The task – Reproduce the following entries verbatim, each one complete.

Data extracts –
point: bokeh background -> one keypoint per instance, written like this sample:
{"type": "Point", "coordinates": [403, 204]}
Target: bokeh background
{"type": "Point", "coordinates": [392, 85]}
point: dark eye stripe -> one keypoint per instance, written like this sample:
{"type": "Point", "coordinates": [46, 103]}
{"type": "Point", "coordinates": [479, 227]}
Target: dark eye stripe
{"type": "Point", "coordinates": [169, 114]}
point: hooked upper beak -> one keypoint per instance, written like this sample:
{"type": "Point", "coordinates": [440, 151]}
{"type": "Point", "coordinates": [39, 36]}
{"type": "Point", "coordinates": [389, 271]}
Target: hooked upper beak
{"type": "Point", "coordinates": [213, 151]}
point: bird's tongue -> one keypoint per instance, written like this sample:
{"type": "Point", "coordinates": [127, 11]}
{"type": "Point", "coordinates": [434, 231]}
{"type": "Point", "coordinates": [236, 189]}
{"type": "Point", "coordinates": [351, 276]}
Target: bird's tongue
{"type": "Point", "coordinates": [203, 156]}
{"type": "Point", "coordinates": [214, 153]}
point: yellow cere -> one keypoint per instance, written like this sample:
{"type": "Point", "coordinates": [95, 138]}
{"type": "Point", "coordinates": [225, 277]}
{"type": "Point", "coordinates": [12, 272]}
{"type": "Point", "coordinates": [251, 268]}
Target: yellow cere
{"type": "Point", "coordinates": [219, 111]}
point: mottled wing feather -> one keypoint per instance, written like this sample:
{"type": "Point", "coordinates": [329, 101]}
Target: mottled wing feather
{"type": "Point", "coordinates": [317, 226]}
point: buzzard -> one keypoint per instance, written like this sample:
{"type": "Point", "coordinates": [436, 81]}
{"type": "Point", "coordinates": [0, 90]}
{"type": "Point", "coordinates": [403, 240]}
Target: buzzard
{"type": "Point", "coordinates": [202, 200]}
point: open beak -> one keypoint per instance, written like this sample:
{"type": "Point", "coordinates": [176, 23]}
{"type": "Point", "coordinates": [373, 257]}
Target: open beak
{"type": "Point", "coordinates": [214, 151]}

Output for this task –
point: bokeh background -> one keypoint per instance, written like this sample:
{"type": "Point", "coordinates": [403, 204]}
Target: bokeh background
{"type": "Point", "coordinates": [392, 85]}
point: dark eye stripe -> one keypoint per instance, written like this sample:
{"type": "Point", "coordinates": [46, 103]}
{"type": "Point", "coordinates": [479, 227]}
Target: dark eye stripe
{"type": "Point", "coordinates": [169, 114]}
point: hooked upper beak -> one keypoint per instance, written like this sample:
{"type": "Point", "coordinates": [440, 151]}
{"type": "Point", "coordinates": [39, 36]}
{"type": "Point", "coordinates": [389, 271]}
Target: hooked upper beak
{"type": "Point", "coordinates": [213, 151]}
point: bird's tongue -> one keypoint per instance, written like this sample:
{"type": "Point", "coordinates": [127, 11]}
{"type": "Point", "coordinates": [434, 231]}
{"type": "Point", "coordinates": [236, 189]}
{"type": "Point", "coordinates": [351, 276]}
Target: bird's tongue
{"type": "Point", "coordinates": [203, 156]}
{"type": "Point", "coordinates": [214, 153]}
point: yellow cere -> one keypoint per instance, written like this sample:
{"type": "Point", "coordinates": [95, 138]}
{"type": "Point", "coordinates": [225, 277]}
{"type": "Point", "coordinates": [12, 272]}
{"type": "Point", "coordinates": [251, 268]}
Target: yellow cere
{"type": "Point", "coordinates": [219, 111]}
point: mottled wing feather -> one keypoint per instance, written like this sample:
{"type": "Point", "coordinates": [329, 101]}
Target: mottled wing feather
{"type": "Point", "coordinates": [317, 226]}
point: buzzard -> one keypoint per instance, written like this sample:
{"type": "Point", "coordinates": [436, 81]}
{"type": "Point", "coordinates": [0, 90]}
{"type": "Point", "coordinates": [403, 240]}
Target: buzzard
{"type": "Point", "coordinates": [202, 200]}
point: open beak -> one keypoint per instance, written like this sample:
{"type": "Point", "coordinates": [176, 23]}
{"type": "Point", "coordinates": [373, 257]}
Target: open beak
{"type": "Point", "coordinates": [214, 151]}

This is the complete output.